Work instruction >> Write out each entry below exactly; the images do not belong in your copy.

Stored data >>
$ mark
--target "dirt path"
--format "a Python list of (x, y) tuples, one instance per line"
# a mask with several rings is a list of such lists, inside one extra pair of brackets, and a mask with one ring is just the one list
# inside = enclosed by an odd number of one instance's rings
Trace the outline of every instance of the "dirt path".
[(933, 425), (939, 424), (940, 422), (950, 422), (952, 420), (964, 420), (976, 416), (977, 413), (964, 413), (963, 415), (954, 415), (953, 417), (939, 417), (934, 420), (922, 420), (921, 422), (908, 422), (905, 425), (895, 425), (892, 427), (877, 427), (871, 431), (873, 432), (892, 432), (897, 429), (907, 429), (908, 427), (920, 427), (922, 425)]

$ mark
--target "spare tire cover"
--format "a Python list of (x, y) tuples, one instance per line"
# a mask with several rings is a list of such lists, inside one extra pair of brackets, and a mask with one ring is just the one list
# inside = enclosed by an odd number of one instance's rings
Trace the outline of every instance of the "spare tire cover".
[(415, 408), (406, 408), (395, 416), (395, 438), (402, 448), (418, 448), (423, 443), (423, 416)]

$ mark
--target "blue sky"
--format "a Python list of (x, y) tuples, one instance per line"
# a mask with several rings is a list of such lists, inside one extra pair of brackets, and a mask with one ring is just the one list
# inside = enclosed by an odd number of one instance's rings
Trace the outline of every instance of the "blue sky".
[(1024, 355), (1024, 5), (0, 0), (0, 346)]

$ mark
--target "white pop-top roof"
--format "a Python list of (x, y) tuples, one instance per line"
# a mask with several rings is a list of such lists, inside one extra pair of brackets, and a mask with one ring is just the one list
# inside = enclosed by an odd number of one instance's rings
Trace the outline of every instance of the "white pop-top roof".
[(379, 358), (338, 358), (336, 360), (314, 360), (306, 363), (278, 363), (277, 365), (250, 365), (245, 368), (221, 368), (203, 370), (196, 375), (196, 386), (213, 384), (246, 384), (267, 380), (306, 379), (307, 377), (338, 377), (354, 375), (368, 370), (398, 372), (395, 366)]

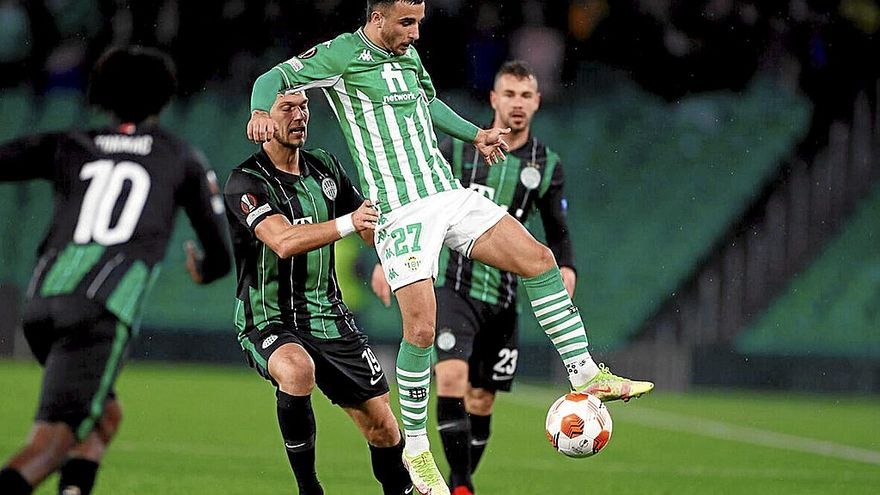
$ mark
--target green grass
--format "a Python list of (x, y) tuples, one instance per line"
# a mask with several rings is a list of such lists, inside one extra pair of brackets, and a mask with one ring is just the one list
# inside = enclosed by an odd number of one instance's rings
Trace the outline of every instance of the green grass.
[[(3, 458), (27, 435), (39, 380), (35, 365), (0, 361)], [(295, 493), (272, 389), (244, 367), (136, 364), (118, 389), (126, 416), (98, 495)], [(611, 404), (607, 450), (574, 460), (553, 452), (543, 433), (546, 408), (561, 392), (519, 385), (501, 396), (476, 477), (481, 495), (867, 494), (880, 486), (876, 398), (656, 393)], [(314, 403), (318, 472), (327, 493), (380, 493), (353, 424), (322, 396)], [(439, 454), (439, 440), (433, 442)], [(813, 447), (820, 453), (809, 452)], [(827, 450), (833, 452), (821, 453)], [(52, 494), (54, 485), (50, 480), (37, 493)]]

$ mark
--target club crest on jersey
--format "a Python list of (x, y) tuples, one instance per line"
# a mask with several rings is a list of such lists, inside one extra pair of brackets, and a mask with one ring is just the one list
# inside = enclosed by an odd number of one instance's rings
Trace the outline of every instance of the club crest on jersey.
[(239, 206), (241, 207), (241, 212), (247, 215), (257, 208), (257, 197), (251, 193), (242, 194)]
[(372, 62), (373, 61), (373, 54), (370, 53), (370, 50), (364, 50), (361, 52), (360, 56), (358, 57), (358, 60), (360, 60), (361, 62)]
[(336, 182), (333, 181), (330, 177), (324, 178), (321, 181), (321, 190), (324, 191), (324, 196), (327, 196), (327, 199), (330, 201), (336, 200), (336, 193), (338, 190), (336, 189)]

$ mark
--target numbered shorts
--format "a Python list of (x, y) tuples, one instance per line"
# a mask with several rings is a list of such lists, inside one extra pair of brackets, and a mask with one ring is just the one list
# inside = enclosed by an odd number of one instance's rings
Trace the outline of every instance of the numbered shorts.
[(102, 304), (67, 295), (28, 301), (23, 329), (44, 367), (35, 419), (66, 423), (82, 440), (115, 397), (113, 384), (128, 350), (129, 328)]
[(359, 331), (335, 339), (319, 339), (294, 333), (283, 325), (269, 325), (239, 337), (248, 364), (263, 378), (278, 384), (269, 375), (268, 363), (279, 347), (299, 344), (315, 362), (315, 383), (336, 405), (357, 406), (388, 392), (385, 372)]
[(470, 189), (443, 191), (383, 213), (376, 252), (392, 290), (437, 277), (445, 244), (470, 258), (474, 243), (507, 210)]
[(519, 355), (516, 305), (487, 304), (448, 287), (436, 292), (437, 360), (463, 359), (471, 386), (509, 392)]

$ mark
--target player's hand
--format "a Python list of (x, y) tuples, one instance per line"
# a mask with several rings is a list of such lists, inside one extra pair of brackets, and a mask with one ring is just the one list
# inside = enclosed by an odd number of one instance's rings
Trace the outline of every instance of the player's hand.
[(373, 268), (373, 276), (370, 277), (370, 286), (373, 288), (373, 292), (382, 301), (382, 304), (385, 305), (386, 308), (391, 307), (391, 286), (388, 285), (388, 281), (385, 280), (385, 272), (382, 270), (382, 265), (376, 263), (376, 266)]
[(251, 113), (251, 120), (247, 125), (247, 135), (251, 141), (257, 144), (268, 143), (277, 130), (278, 124), (269, 117), (269, 112), (254, 110)]
[(373, 202), (365, 199), (357, 210), (351, 214), (351, 223), (354, 224), (354, 230), (360, 232), (362, 230), (375, 230), (376, 222), (379, 221), (379, 212), (373, 206)]
[(202, 278), (202, 260), (205, 255), (196, 247), (196, 243), (193, 241), (186, 241), (183, 244), (183, 249), (186, 251), (186, 271), (189, 272), (190, 278), (192, 278), (193, 282), (197, 284), (201, 284), (203, 282)]
[(510, 128), (501, 129), (495, 127), (493, 129), (480, 129), (477, 131), (477, 137), (474, 139), (474, 146), (477, 151), (483, 155), (483, 160), (489, 166), (504, 161), (504, 152), (510, 149), (504, 136), (510, 134)]
[(574, 286), (577, 282), (577, 273), (567, 266), (559, 267), (559, 271), (562, 272), (562, 285), (565, 286), (565, 291), (568, 292), (568, 297), (574, 298)]

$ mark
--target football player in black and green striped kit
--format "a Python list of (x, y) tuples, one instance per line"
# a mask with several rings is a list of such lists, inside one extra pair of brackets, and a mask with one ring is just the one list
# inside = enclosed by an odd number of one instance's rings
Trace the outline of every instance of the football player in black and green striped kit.
[(354, 232), (371, 240), (378, 212), (333, 155), (302, 149), (305, 93), (278, 96), (270, 115), (278, 128), (272, 141), (233, 170), (224, 191), (238, 273), (239, 342), (276, 388), (300, 494), (324, 493), (315, 473), (315, 385), (363, 432), (384, 493), (412, 493), (385, 371), (336, 279), (333, 243)]
[(28, 444), (0, 471), (3, 495), (31, 493), (59, 466), (59, 494), (91, 493), (122, 419), (114, 382), (179, 208), (205, 247), (199, 256), (188, 244), (193, 280), (229, 272), (216, 177), (200, 152), (158, 125), (174, 89), (164, 54), (114, 49), (89, 88), (114, 125), (0, 146), (0, 181), (45, 179), (55, 199), (22, 324), (45, 368), (42, 389)]

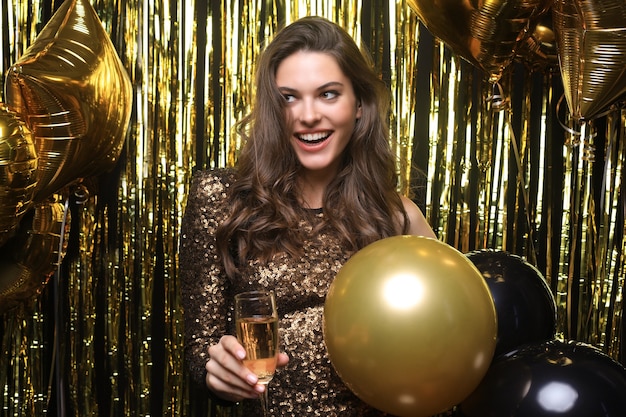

Output below >>
$ mark
--target "dirt path"
--format "a Python list of (x, y) tuples, one instance per line"
# a mask with several rings is a list of such lists, inside one extra pair of brackets, and a mask with one ring is just the one list
# inside = enclosed by an odd number of one instance's rings
Trace the outline of every instance of the "dirt path".
[(933, 425), (939, 424), (940, 422), (950, 422), (952, 420), (964, 420), (976, 416), (977, 413), (964, 413), (963, 415), (954, 415), (953, 417), (939, 417), (934, 420), (922, 420), (921, 422), (908, 422), (905, 425), (895, 425), (892, 427), (877, 427), (871, 431), (873, 432), (892, 432), (897, 429), (907, 429), (908, 427), (920, 427), (922, 425)]

$ mark
--target "spare tire cover"
--format "a Python list of (x, y) tuples, one instance per line"
# a mask with several rings is a list of such lists, inside one extra pair of brackets, and a mask with one ring is just the one list
# inside = enclosed by an odd number of one instance's rings
Trace the outline of every instance of the "spare tire cover".
[(415, 408), (406, 408), (395, 416), (395, 438), (402, 448), (418, 448), (423, 443), (423, 416)]

$ mark
--target "blue sky"
--format "a Python list of (x, y) tuples, one instance per line"
# a mask with several rings is a list of such lists, inside one extra pair of brackets, and a mask with one ring is just the one list
# inside = enclosed by an odd number of one instance's rings
Trace the outline of every instance of the "blue sky".
[(1024, 355), (1024, 5), (0, 0), (0, 346)]

$ mark
--target "white pop-top roof"
--format "a Python list of (x, y) tuples, one instance per line"
# a mask with several rings is a list of such lists, inside one extra pair of brackets, and a mask with one ring is just the one list
# inside = enclosed by an odd number of one instance's rings
Trace the outline of every instance of the "white pop-top roof".
[(379, 358), (338, 358), (336, 360), (314, 360), (306, 363), (278, 363), (277, 365), (250, 365), (245, 368), (221, 368), (203, 370), (196, 375), (196, 386), (213, 384), (246, 384), (267, 380), (306, 379), (307, 377), (338, 377), (354, 375), (368, 370), (398, 372), (395, 366)]

$ mark
--target green grass
--format "a Python list of (x, y) tuples, one instance per line"
# a mask with several rings is a list of such lists, inside one extra pair of brackets, and a mask with one ring is just the one list
# inside = enclosed by an odd number of one instance's rings
Trace the outline of every instance of the green grass.
[[(3, 458), (27, 435), (39, 380), (35, 365), (0, 361)], [(295, 493), (272, 389), (244, 367), (136, 364), (118, 389), (126, 416), (98, 495)], [(611, 404), (607, 450), (574, 460), (553, 452), (543, 433), (546, 408), (561, 392), (519, 385), (501, 396), (476, 477), (481, 495), (867, 494), (880, 486), (876, 398), (656, 393)], [(314, 403), (318, 472), (327, 493), (380, 493), (353, 424), (322, 396)], [(439, 454), (439, 440), (433, 442)], [(813, 447), (820, 453), (809, 452)], [(827, 450), (833, 452), (821, 453)], [(52, 494), (54, 485), (50, 480), (37, 493)]]

$ mark
--target club crest on jersey
--format "a Python list of (x, y) tuples, one instance per line"
# a mask with several rings is a list of such lists, inside one extra pair of brackets, and a mask with one ring is just the one list
# inside = enclosed by an odd number of one instance's rings
Trace the outline of every instance of the club crest on jersey.
[(239, 206), (241, 207), (241, 212), (247, 215), (257, 208), (257, 197), (251, 193), (242, 194)]
[(372, 62), (373, 61), (373, 54), (370, 53), (370, 50), (364, 50), (361, 52), (360, 56), (358, 57), (358, 60), (360, 60), (361, 62)]
[(336, 182), (333, 181), (330, 177), (324, 178), (321, 181), (321, 190), (324, 191), (324, 196), (327, 196), (327, 199), (330, 201), (336, 200), (336, 193), (338, 190), (336, 189)]

$ mark
--target numbered shorts
--format "a Python list of (x, y) tuples, one instance per line"
# a mask with several rings is a list of such lists, inside one extra pair of brackets, and a mask with one ring is just the one list
# inside = enclosed by an odd number of one instance's rings
Trace the outline of every instance of the numbered shorts.
[(102, 304), (67, 295), (28, 301), (23, 329), (44, 367), (35, 419), (66, 423), (82, 440), (115, 397), (113, 384), (128, 350), (129, 328)]
[(359, 331), (335, 339), (319, 339), (294, 333), (283, 325), (269, 325), (239, 337), (248, 364), (263, 378), (278, 384), (269, 375), (268, 363), (279, 347), (299, 344), (315, 362), (315, 383), (336, 405), (357, 406), (388, 392), (385, 372)]
[(470, 189), (443, 191), (383, 213), (376, 252), (392, 290), (437, 277), (445, 244), (470, 258), (474, 243), (507, 210)]
[(519, 355), (516, 305), (487, 304), (448, 287), (436, 292), (437, 360), (463, 359), (471, 386), (509, 392)]

$ mark
--target player's hand
--format "a Python list of (x, y) tuples, one instance per line"
# a mask with several rings is a list of such lists, inside one extra pair of brackets, and a mask with one ring is just the one list
# inside = enclosed by an odd number of one instance's rings
Trace the outline of every instance of the player's hand.
[(373, 268), (373, 276), (370, 277), (370, 286), (373, 288), (373, 292), (382, 301), (382, 304), (385, 305), (386, 308), (391, 307), (391, 286), (388, 285), (388, 281), (385, 280), (385, 272), (382, 270), (382, 265), (376, 263), (376, 266)]
[(251, 113), (251, 120), (247, 125), (247, 135), (251, 141), (257, 144), (268, 143), (277, 130), (278, 124), (269, 117), (269, 112), (254, 110)]
[(373, 202), (365, 199), (357, 210), (351, 214), (351, 223), (354, 224), (354, 230), (360, 232), (362, 230), (375, 230), (376, 222), (379, 221), (379, 212), (373, 206)]
[(202, 278), (202, 260), (205, 255), (196, 247), (196, 243), (193, 241), (186, 241), (183, 244), (183, 249), (186, 251), (186, 271), (189, 272), (190, 278), (192, 278), (193, 282), (197, 284), (201, 284), (203, 282)]
[(510, 128), (501, 129), (495, 127), (493, 129), (480, 129), (477, 131), (477, 137), (474, 139), (474, 146), (477, 151), (483, 155), (483, 160), (489, 166), (504, 161), (504, 152), (510, 149), (504, 136), (510, 134)]
[(574, 286), (577, 282), (577, 273), (567, 266), (559, 267), (559, 271), (562, 272), (562, 285), (565, 286), (565, 291), (568, 292), (568, 297), (574, 298)]

$ mark
--target football player in black and green striped kit
--format "a Python list of (x, y) tuples, one instance per line"
# a mask with several rings is a list of such lists, inside one extra pair of brackets, and a mask with one ring is just the one list
# inside = enclosed by an odd number of one instance's rings
Trace the outline of every instance of the football player in black and green striped kit.
[(354, 232), (371, 240), (378, 212), (333, 155), (302, 149), (305, 93), (278, 96), (270, 115), (278, 128), (272, 141), (233, 170), (224, 191), (238, 273), (239, 342), (276, 388), (300, 494), (324, 493), (315, 473), (315, 385), (363, 432), (384, 493), (412, 493), (385, 371), (336, 279), (333, 243)]
[(28, 444), (0, 471), (3, 495), (31, 493), (59, 466), (59, 494), (91, 493), (122, 419), (114, 382), (179, 208), (205, 247), (199, 256), (188, 244), (193, 280), (229, 272), (216, 177), (200, 152), (158, 125), (174, 89), (164, 54), (114, 49), (89, 88), (114, 125), (0, 146), (0, 181), (45, 179), (55, 199), (22, 324), (45, 368), (42, 389)]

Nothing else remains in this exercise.